→ **Excerpt**
Um, yeah, but there were some pretty tiles, and a small room for the sultan's mother that must have seen huge compared to the other women's cells, and a few private rooms that made me think of Oriental-inspired rooms I've seen here & there (esp the castle in Cardiff), and some nice stained glass - and bars across every window, and huge locks, and external passageways for the eunuchs. And most of it was dark, dark, dark because there was so little sun today.

We were getting cool and thought we'd warm up in the coffee shop; but the prices were the worst we'd ever seen, so we sucked it up and headed off to the palace treasury. And we got colder and colder in all of these unheated rooms, and everything started looking the same ("Oh, another medal, oh, another jewel encrusted Koran cover), so we thought we'd make a last pass through the palace kitchens & leave - but they were closed for restoration, so we ran back to the hotel & put on sweaters & had some tea to warm up before going out for a very very late lunch (4:30 local time).

Afterwards all I could think of was getting & staying warm, so we decided to go to a hamam near the Grand Bazaar. We of course stopped in, but it was odd - whereas the Moroccan Souk was all full of little craftsmans' shops, this was like an antiques mini-mall, really well divided, clean, and a bit dull. My favorite thing was watching the guys running around to the various stands with little handled tea trays - you could hear the clinking of the glasses all through the market. But I hate bargaining when I have no idea what anything is worth, so we did not a drop of shopping.

Instead we blew our money at the Cemberlitas Hamam, which promised a bath, a scrub, a soak, and a half hour massage for (mumble mumble mumble). And they accepted credit cards. The whole thing was pleasant and the kind of thing I wish I could so every week. I started lying on a towel on a heated circular rock, got overheated, poured cold water on my head, and basically warmed up & waited for my scrub. The Turkish grandma who finally came (it was about a 30 minute wait tho I'd been told 10 - was worried about leaving J hanging) sloughed my skin off with long strokes of a loofa, then poured water on me to sluice the skin goop away, then gave me a bubble scrub. After she rinsed the soap off, she took me to a marble alcove & washed my hair. After I was nice & clean I went and sat in the jacuzzi for a while; but at 35c, I was feeling too warm in the water and wanted to head on to the massage.

Now the massage was great, well-trained masseuses & proper tables. She covered me with 3 towels and started on my feet, working over my legs, my back, my shoulders, my arms, my hands & my neck with a lavender scented oil. I think she might have even softened up the knot in my right rhomboid that's been twinging in the morning. It was lovely. Despite my worries, J finished at almost exactly the same time as me. We sipped pomegranate juice for a while then went out for a light dinner. Really, it was a great night.
webcowgirl: (4CupsOfTea)
This is mostly for V: I've noticed here that when asking for Turkish tea, there is a double boiler style teapot; the top is tea concentrate; the bottom hot water. A slug is poured into the cup from the top pot, then it's topped off with the water. No sight of tea bags or leaves, but when we ran out last night, the guy said it would take 8 minutes to make more. The method of brewing is still a mystery. I will keep an eye open.

→ **Extracted data**
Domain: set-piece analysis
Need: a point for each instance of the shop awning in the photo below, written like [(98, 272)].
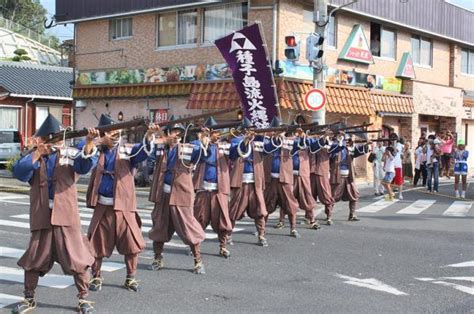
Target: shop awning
[(131, 91), (291, 93), (392, 102)]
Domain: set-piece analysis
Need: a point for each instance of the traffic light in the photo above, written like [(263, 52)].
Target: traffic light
[(292, 50), (314, 50)]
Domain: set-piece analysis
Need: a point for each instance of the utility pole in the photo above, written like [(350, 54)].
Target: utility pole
[(320, 18)]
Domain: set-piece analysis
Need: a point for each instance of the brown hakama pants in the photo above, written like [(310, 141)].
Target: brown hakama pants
[(302, 191), (111, 228), (321, 188), (244, 200), (346, 191), (169, 218), (281, 194), (213, 207), (65, 245)]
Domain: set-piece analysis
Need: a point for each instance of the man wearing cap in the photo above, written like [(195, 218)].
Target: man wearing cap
[(55, 225), (172, 191), (247, 180), (321, 150), (278, 166), (342, 175), (111, 192), (212, 185)]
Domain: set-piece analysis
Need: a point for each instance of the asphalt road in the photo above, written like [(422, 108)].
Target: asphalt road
[(390, 261)]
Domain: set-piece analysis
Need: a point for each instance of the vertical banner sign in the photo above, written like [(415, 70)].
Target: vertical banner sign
[(253, 77)]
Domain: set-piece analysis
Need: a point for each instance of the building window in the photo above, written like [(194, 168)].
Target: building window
[(120, 28), (422, 50), (383, 41), (330, 32), (177, 28), (223, 20), (467, 61)]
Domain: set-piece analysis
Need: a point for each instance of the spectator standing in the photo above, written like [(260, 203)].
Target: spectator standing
[(446, 146), (433, 154), (407, 163), (379, 172), (420, 163), (389, 168), (460, 169)]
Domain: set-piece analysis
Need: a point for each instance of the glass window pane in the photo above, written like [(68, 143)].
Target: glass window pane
[(425, 54), (167, 29), (464, 59), (415, 50), (187, 25), (388, 44), (331, 32), (471, 62)]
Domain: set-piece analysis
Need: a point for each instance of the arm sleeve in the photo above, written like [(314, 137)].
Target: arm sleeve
[(84, 165), (141, 156), (24, 167)]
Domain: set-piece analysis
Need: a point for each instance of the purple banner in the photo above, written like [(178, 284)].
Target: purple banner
[(253, 77)]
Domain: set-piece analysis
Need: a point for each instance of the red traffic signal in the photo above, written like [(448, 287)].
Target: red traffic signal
[(290, 41)]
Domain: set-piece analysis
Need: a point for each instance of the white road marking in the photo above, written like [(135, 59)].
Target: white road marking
[(376, 206), (7, 299), (371, 283), (50, 280), (463, 264), (417, 207), (468, 290), (458, 209)]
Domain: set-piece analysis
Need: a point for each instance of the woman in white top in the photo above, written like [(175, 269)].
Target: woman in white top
[(379, 173)]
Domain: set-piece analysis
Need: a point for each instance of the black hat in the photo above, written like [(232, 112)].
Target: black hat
[(49, 126), (210, 122), (276, 122), (105, 119), (174, 126), (246, 123)]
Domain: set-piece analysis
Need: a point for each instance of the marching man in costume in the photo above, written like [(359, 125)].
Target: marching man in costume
[(111, 193), (56, 234), (172, 191), (301, 173), (319, 166), (278, 165), (247, 181), (342, 175), (212, 184)]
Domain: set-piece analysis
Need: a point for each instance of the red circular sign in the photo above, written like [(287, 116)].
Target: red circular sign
[(315, 99)]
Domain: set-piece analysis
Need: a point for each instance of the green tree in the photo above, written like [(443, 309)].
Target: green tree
[(28, 13), (20, 55)]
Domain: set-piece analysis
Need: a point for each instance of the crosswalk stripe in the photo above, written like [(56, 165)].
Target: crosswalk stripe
[(50, 280), (7, 299), (417, 207), (377, 206), (17, 253), (145, 229), (458, 209)]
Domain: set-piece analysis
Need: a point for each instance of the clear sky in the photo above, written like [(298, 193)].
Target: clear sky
[(61, 31), (67, 32)]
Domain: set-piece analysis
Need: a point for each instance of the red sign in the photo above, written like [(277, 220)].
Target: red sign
[(315, 99)]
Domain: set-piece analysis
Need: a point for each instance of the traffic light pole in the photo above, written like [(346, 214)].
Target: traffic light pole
[(320, 17)]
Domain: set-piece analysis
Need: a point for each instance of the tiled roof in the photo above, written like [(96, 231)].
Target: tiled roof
[(141, 90), (392, 102), (36, 80), (468, 102), (349, 100)]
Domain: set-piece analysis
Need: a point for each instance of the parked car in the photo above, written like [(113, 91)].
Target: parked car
[(11, 144)]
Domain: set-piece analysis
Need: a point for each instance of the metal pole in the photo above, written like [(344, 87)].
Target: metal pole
[(319, 18)]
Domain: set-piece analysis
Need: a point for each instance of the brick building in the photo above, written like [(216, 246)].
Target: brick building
[(29, 92), (156, 58)]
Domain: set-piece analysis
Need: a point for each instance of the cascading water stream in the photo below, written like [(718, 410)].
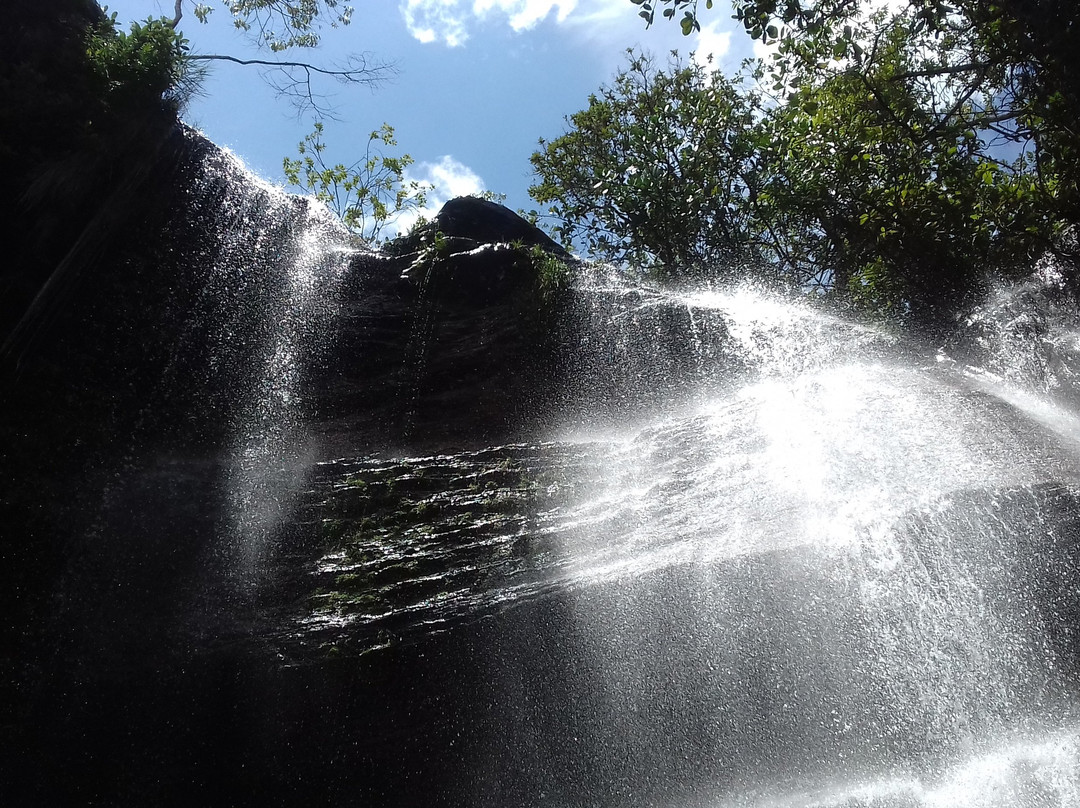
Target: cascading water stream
[(845, 579), (274, 281), (767, 557)]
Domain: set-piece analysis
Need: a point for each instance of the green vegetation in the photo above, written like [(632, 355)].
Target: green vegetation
[(889, 161), (653, 171), (367, 194)]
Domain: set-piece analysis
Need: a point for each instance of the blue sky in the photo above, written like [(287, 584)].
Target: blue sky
[(477, 81)]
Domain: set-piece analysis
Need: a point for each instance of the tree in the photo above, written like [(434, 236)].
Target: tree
[(283, 25), (657, 171), (905, 153), (367, 194)]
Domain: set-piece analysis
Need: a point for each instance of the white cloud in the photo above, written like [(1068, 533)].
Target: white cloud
[(436, 19), (447, 178), (523, 14), (448, 19), (712, 42)]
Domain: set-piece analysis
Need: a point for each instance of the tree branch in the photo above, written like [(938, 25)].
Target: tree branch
[(295, 79)]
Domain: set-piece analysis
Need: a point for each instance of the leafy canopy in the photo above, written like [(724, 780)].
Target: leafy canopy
[(894, 160), (656, 170), (369, 193)]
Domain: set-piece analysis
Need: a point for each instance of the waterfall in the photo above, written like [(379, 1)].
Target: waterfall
[(841, 575), (763, 555)]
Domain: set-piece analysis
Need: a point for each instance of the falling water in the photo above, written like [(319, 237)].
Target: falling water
[(767, 557), (275, 275), (844, 578)]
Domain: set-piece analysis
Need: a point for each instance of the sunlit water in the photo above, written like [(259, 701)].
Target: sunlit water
[(277, 268), (823, 586)]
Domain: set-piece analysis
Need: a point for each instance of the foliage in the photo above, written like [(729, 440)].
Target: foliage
[(367, 194), (895, 159), (281, 25), (656, 171), (143, 64)]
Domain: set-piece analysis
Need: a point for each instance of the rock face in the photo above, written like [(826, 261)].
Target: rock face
[(447, 338)]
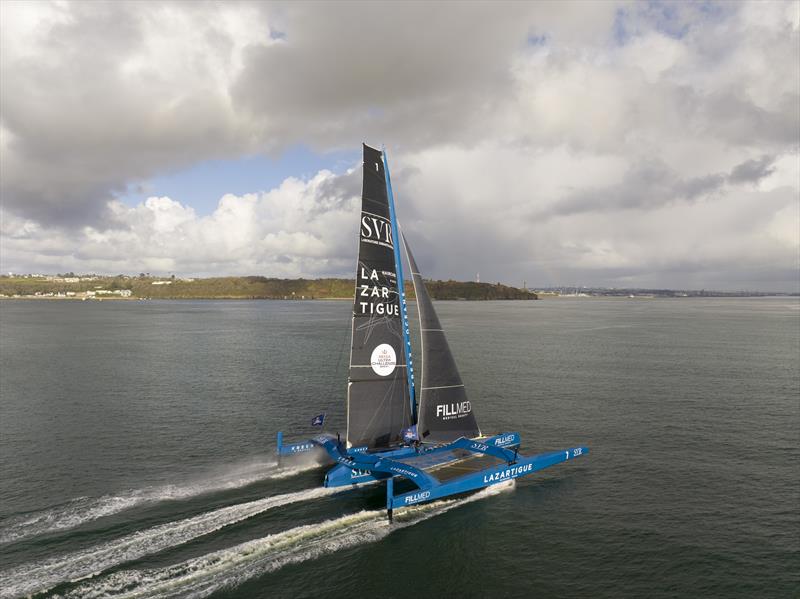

→ **Directions**
1/ In the travel excerpt, list the body parts the masseuse worked over, in the order they are named in the sentence beginning "She covered me with 3 towels".
2/ Reproduce the passage of the travel excerpt starting at "Now the massage" and ending at "webcowgirl: (4CupsOfTea)".
The listing has no connection to the travel excerpt.

→ **Solutions to the tasks**
1/ feet, legs, back, shoulders, arms, hands, neck

2/
Now the massage was great, well-trained masseuses & proper tables. She covered me with 3 towels and started on my feet, working over my legs, my back, my shoulders, my arms, my hands & my neck with a lavender scented oil. I think she might have even softened up the knot in my right rhomboid that's been twinging in the morning. It was lovely. Despite my worries, J finished at almost exactly the same time as me. We sipped pomegranate juice for a while then went out for a light dinner. Really, it was a great night.
webcowgirl: (4CupsOfTea)